## Begin

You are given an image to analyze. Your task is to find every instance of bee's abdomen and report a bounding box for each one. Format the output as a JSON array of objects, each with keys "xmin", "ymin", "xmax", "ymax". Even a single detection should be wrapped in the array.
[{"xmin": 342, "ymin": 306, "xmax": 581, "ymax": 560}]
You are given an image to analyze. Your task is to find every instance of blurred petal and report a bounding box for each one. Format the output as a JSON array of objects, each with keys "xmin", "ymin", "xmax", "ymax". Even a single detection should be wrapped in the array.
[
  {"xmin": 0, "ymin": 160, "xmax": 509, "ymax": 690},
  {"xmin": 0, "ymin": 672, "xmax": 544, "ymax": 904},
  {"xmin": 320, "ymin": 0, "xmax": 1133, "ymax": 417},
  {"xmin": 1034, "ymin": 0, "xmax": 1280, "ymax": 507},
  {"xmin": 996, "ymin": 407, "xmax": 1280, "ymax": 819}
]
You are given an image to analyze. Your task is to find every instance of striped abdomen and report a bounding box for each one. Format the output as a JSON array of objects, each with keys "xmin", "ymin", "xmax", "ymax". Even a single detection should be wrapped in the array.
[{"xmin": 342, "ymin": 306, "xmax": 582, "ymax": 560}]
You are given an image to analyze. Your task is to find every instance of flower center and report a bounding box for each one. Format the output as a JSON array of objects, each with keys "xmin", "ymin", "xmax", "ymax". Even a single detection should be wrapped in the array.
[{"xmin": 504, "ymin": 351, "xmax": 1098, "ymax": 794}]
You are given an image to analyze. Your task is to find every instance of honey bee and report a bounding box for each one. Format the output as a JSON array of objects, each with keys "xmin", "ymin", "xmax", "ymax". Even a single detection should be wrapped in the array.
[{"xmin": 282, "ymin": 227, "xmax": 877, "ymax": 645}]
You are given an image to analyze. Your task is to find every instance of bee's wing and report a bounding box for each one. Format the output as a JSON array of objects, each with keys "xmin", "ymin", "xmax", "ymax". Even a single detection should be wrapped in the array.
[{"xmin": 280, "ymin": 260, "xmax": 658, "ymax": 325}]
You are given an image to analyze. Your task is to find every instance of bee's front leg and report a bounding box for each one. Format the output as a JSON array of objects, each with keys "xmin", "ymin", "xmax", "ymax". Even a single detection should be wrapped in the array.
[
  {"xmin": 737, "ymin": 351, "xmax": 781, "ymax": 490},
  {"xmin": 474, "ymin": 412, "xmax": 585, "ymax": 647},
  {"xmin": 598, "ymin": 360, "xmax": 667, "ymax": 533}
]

## End

## Written instruction
Identify each line in the material above that contains the word "blurred", and copy every such line in full.

## Exercise output
You are given an image to analyze. Your task is to find every instance of blurred petal and report a bounding box for each one. Format the output as a JSON array of objects, each with keys "xmin", "ymin", "xmax", "ymax". Even a single detection should be wrapped in the array.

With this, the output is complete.